● PROBLEM REQUIREMENTS:
Collect every line in the records below that contains the string "person", and copy each one in full. Case counts.

● DATA LISTING:
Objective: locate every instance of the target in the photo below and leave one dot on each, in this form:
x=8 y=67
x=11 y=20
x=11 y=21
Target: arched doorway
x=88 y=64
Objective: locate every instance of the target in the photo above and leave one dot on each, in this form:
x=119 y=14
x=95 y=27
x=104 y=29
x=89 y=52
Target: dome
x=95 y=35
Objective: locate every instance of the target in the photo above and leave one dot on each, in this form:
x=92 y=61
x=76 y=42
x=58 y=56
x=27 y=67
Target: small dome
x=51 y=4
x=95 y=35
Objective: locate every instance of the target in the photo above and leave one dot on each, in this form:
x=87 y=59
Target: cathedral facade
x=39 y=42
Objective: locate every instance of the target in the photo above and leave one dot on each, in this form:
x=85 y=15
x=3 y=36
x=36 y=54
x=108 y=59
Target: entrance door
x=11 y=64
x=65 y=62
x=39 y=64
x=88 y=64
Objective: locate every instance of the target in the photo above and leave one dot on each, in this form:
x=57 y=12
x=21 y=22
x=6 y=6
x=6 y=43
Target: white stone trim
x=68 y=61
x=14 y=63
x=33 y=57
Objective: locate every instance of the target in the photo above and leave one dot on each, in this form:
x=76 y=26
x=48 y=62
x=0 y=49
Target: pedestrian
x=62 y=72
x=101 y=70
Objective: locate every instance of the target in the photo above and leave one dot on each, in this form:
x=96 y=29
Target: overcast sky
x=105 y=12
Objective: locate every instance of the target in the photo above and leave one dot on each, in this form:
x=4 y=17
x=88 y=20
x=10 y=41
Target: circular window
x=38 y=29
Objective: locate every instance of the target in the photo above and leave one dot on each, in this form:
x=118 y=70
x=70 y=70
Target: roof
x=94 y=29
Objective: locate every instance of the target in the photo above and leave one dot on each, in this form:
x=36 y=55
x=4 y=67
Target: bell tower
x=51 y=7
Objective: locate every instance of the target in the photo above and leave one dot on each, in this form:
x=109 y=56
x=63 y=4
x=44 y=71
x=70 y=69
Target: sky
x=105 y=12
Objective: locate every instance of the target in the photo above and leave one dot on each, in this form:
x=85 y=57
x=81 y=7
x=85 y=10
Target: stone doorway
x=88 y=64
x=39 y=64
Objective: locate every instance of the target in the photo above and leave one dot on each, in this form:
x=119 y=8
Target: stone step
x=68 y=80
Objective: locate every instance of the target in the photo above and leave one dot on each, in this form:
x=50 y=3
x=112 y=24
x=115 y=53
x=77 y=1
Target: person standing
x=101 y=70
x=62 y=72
---
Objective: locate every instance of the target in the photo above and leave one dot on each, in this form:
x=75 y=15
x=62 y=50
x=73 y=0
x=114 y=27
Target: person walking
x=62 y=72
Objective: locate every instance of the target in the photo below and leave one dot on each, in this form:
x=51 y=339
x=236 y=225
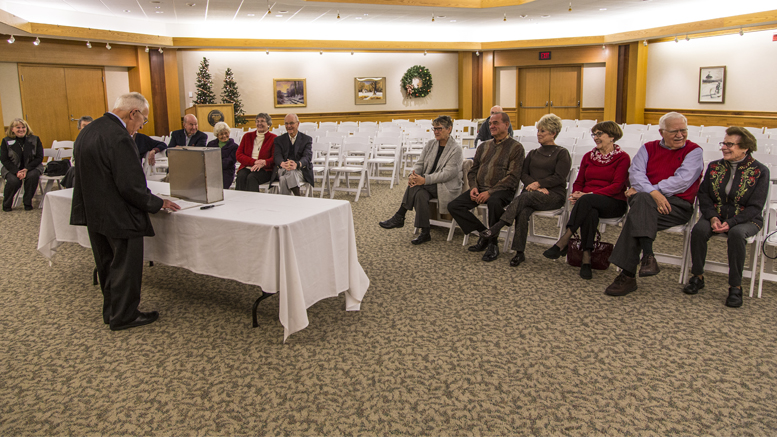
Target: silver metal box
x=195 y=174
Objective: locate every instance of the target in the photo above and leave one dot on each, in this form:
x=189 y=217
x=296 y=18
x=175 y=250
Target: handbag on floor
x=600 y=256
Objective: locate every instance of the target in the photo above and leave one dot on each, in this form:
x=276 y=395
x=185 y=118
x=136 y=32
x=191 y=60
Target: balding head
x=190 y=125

● FULL RESPONSE:
Target: person standing
Target: person walking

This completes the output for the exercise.